**Source excerpt**
** start **
In the object-oriented world, many words describe only a few concepts. If you've programmed in another object-oriented language, you might like to know how familiar terms and concepts map onto Perl.
For example, it's common to call objects instances of a class and those objects' methods instance methods. Data fields peculiar to each object are often called instance data or object attributes, and data fields common to all members of that class are class data, class attributes, or static data members.
Also, base class, generic class, and superclass all describe the same notion (a parent or similar ancestor in the inheritance hierarchy), whereas derived class, specific class, and subclass describe the opposite relationship (a child or descendent in the inheritance hierarchy).
C++ programmers have static methods, virtual methods, and instance methods, but Perl only has class methods and object methods. Actually, Perl only has methods. Whether a method acts as a class or object method is determined solely by actual usage. You could call a class method (one expecting a string argument) on an object (one expecting a reference), or vice versa, but you shouldn't expect reasonable results if you do.
A C++ programmer thinks about global (class) constructors and destructors. These correspond to module initialization code and per-module END{}
blocks respectively.
From the C++ perspective, all methods in Perl are virtual. This is why their arguments are never checked for function prototypes as regular built-in and user-defined functions can be. Prototypes are checked by the compiler at compile time. You can't determine until run time the function that a method has called.
In its OO programming, Perl gives you a lot of freedom: the ability to do things more than one way (you can bless any data type to make an object), to inspect and modify classes you didn't write (adding functions to their packages), and to use these to write tangled pits of misery - if that's really what you want to do.
** end **
**Given instruction**
Please decide whether each statement below agrees with the Perl excerpt above, answering yes or no and quoting the words of the excerpt that settle it. (a) Whether a Perl method acts as a class method or an object method depends only on how it is used. (b) Perl checks method arguments against function prototypes. (c) "Superclass" and "subclass" describe the same notion.

**Information shown**
** start **
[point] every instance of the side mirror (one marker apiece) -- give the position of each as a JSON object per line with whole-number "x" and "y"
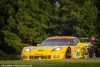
** end **
**Solution to this problem**
(a) Yes: "Whether a method acts as a class or object method is determined solely by actual usage."
(b) No: "This is why their arguments are never checked for function prototypes as regular built-in and user-defined functions can be."
(c) No: "whereas derived class, specific class, and subclass describe the opposite relationship"